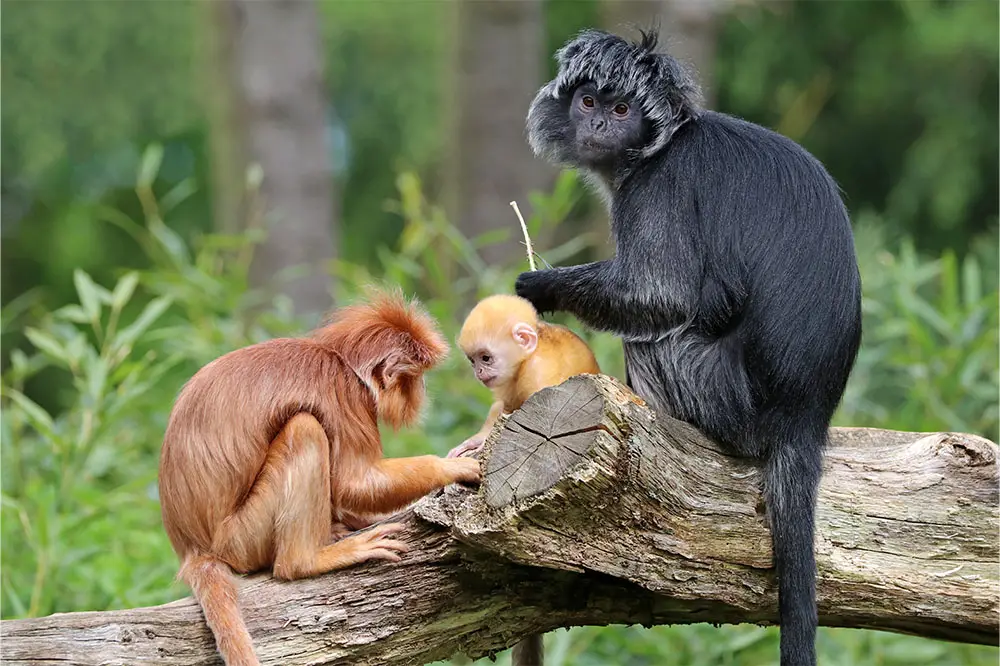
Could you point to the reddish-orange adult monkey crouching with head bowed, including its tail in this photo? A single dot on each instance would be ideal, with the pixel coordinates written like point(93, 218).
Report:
point(273, 451)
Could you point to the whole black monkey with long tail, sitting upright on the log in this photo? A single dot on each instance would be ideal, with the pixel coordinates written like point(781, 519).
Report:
point(734, 288)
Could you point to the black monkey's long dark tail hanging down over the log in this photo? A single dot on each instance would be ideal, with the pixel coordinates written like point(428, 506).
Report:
point(792, 474)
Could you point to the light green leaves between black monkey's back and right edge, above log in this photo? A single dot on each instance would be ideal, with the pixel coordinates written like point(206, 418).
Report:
point(929, 356)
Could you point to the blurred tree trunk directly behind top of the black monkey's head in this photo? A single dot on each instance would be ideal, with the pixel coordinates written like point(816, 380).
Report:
point(687, 30)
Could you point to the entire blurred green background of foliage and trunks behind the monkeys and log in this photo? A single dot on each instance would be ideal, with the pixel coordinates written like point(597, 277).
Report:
point(182, 178)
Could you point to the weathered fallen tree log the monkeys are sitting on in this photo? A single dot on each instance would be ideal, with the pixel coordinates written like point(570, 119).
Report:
point(596, 511)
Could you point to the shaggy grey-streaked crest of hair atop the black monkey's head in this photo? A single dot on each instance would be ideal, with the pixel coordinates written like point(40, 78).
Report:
point(664, 89)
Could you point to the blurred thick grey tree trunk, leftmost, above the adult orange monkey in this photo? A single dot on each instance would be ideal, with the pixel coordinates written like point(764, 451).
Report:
point(268, 108)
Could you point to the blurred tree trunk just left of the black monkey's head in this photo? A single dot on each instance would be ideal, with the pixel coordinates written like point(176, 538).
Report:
point(499, 66)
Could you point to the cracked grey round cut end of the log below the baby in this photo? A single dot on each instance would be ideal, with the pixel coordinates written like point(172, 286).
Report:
point(553, 430)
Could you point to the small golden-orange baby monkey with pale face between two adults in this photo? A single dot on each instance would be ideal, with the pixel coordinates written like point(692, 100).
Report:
point(515, 355)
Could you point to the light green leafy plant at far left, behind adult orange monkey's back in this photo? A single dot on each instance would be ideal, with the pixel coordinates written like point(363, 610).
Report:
point(76, 485)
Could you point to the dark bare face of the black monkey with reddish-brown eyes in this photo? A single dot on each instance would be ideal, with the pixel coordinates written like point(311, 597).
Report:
point(605, 126)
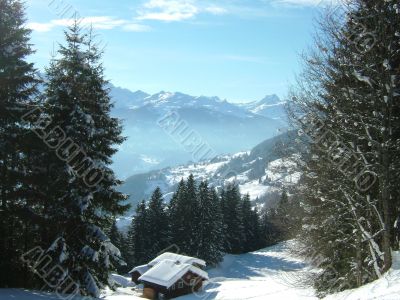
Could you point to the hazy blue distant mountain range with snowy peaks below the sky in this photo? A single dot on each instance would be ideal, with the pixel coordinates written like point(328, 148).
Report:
point(225, 127)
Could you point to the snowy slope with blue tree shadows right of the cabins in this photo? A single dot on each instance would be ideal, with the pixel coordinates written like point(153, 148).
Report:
point(264, 274)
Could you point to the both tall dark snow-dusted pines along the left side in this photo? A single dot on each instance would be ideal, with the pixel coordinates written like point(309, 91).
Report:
point(57, 192)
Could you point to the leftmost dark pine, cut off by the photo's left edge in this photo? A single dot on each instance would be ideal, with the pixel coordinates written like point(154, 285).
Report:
point(19, 207)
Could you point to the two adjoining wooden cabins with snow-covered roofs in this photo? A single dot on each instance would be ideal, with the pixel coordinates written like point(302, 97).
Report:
point(170, 275)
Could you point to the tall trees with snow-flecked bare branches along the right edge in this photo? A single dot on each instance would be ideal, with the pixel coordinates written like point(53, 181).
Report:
point(347, 105)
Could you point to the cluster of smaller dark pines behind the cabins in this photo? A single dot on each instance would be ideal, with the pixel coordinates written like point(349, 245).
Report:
point(200, 222)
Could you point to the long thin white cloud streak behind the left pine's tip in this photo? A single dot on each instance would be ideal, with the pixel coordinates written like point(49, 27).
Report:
point(98, 22)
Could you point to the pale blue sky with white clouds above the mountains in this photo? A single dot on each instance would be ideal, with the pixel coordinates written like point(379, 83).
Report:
point(239, 50)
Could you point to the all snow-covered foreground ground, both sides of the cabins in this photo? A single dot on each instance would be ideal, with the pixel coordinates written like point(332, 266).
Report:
point(267, 274)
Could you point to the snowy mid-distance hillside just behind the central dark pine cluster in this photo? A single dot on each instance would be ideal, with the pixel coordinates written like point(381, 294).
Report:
point(261, 172)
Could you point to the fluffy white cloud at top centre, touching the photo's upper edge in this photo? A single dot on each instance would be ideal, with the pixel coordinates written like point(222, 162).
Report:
point(176, 10)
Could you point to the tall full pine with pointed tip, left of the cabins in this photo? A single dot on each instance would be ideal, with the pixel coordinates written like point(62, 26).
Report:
point(83, 135)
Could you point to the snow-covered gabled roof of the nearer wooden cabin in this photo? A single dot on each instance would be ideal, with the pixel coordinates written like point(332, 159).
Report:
point(166, 272)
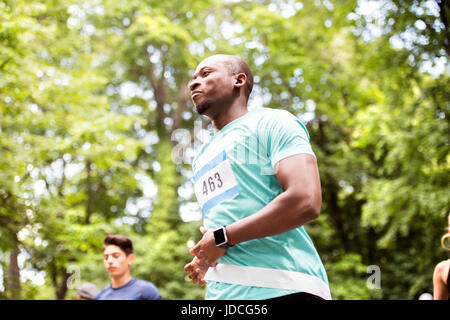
....................
Give back the full data exactly as it reads, but drop the pictures.

## Reply
Could you point to the reddish-orange adult monkey crouching with head bowed, including its tail in this photo? A single dot on each instance would be ideal, with the pixel coordinates written like point(93, 218).
Report:
point(273, 451)
Could you point to the whole black monkey with long tail, sitting upright on the log in this photo? A single dot on each instance would be ideal, with the pixel coordinates written like point(781, 519).
Report:
point(734, 288)
Could you point to the black monkey's long dark tail hanging down over the log in this photo? A single dot on each instance would be ideal, with the pixel coordinates written like point(428, 506).
Report:
point(792, 474)
Could you point to the light green leaves between black monkey's back and right edge, above log in this photo? A single dot on each instance would be ideal, with the pixel coordinates written like point(206, 418).
Report:
point(929, 356)
Could you point to the blurred tree trunk directly behind top of the black monkey's head in this photo? A single dot on each instance would be ideal, with the pixel coordinates written like point(816, 380).
Report:
point(687, 30)
Could you point to the entire blurred green background of foliage and trunks behind the monkeys and log in this photo? A single dot on each instance would be ideal, with the pixel coordinates written like point(597, 277).
Report:
point(182, 178)
Could you point to the weathered fallen tree log the monkeys are sitting on in this photo? A single dot on each instance would be ideal, with the pixel coordinates written like point(570, 119).
Report:
point(596, 511)
Could you point to the shaggy grey-streaked crest of hair atop the black monkey's head in this photo? A single dot on each instance would be ideal, with the pixel coordinates written like point(40, 78).
Report:
point(664, 89)
Could you point to the blurred thick grey tree trunk, leftmost, above the adult orange monkey in this photo? A single dot on each instance would be ideal, with the pixel coordinates written like point(764, 451).
Report:
point(268, 108)
Could you point to the blurred tree trunk just left of the black monkey's head in this photo? A single dot on each instance would be ideal, with the pixel coordinates written like point(176, 538).
Report:
point(499, 66)
Could you point to the cracked grey round cut end of the log below the baby in this photo? A single dot on each instance would be ideal, with the pixel coordinates written like point(172, 286).
Report:
point(553, 430)
Could you point to the small golden-orange baby monkey with pale face between two adults in this photo? A single dot on each instance would be ideal, with the pixel coordinates written like point(692, 100).
Report:
point(515, 355)
Could you point to the light green leafy plant at far left, behind adult orange monkey's back in this photo? A single dot on each instance would be ideal, with the pixel coordinates written like point(363, 610).
Report:
point(76, 485)
Could you point to the dark bare face of the black monkey with reddish-brown eyes in this photo? A single dot on each instance would be ideal, with the pixel coordinates written like point(311, 597).
Report:
point(605, 126)
Could you point to the hazy blue distant mountain range with snowy peaks below the sky in this photo? A single dot on each instance would be ideal, with the pixel coordinates written like point(328, 148).
Report:
point(225, 127)
Could you point to the snowy slope with blue tree shadows right of the cabins in this photo? A single dot on each instance would be ideal, with the pixel coordinates written like point(153, 148).
Report:
point(264, 274)
Could you point to the both tall dark snow-dusted pines along the left side in this photo? A single dot on each instance would be ideal, with the pixel coordinates written like point(309, 91).
Report:
point(57, 192)
Could you point to the leftmost dark pine, cut off by the photo's left edge in this photo? A single dot on each instance would be ideal, with the pixel coordinates written like point(154, 285).
Report:
point(19, 207)
Could you point to the two adjoining wooden cabins with snow-covered roofs in this photo? A single dot on each instance would be ideal, with the pixel coordinates written like point(302, 97).
Report:
point(170, 275)
Could you point to the tall trees with snow-flecked bare branches along the right edge in this photo? A single dot on each instance would be ideal, with the pixel coordinates written like point(53, 181).
Report:
point(347, 105)
Could you point to the cluster of smaller dark pines behind the cabins in this photo? A single dot on each instance would be ideal, with the pixel coordinates written like point(349, 245).
Report:
point(200, 222)
Could you point to the long thin white cloud streak behind the left pine's tip in this photo? A single dot on each instance would be ideal, with the pixel coordinates written like point(49, 27).
Report:
point(98, 22)
Could you point to the pale blue sky with white clouds above the mountains in this photo? A single dot on each instance would be ideal, with the pixel coordinates written like point(379, 83).
Report:
point(239, 50)
Could you point to the all snow-covered foreground ground, both sides of the cabins in this photo? A single dot on each instance would be ideal, with the pixel coordinates written like point(332, 266).
Report:
point(267, 274)
Could you point to the snowy mid-distance hillside just behind the central dark pine cluster in this photo? A single dot on each instance would be ideal, with the pixel coordinates written like point(381, 294).
Report:
point(261, 172)
Could you point to the fluffy white cloud at top centre, touching the photo's upper edge in this photo? A single dot on each instance would be ideal, with the pixel coordinates written like point(222, 162).
Report:
point(176, 10)
Could you point to the tall full pine with pointed tip, left of the cabins in this photo? A single dot on each instance would be ideal, with the pixel coordinates written like point(62, 26).
Report:
point(83, 135)
Could you point to the snow-covered gabled roof of the nearer wooden cabin in this photo? A single dot on each instance would be ideal, with the pixel coordinates written like point(332, 159).
Report:
point(166, 272)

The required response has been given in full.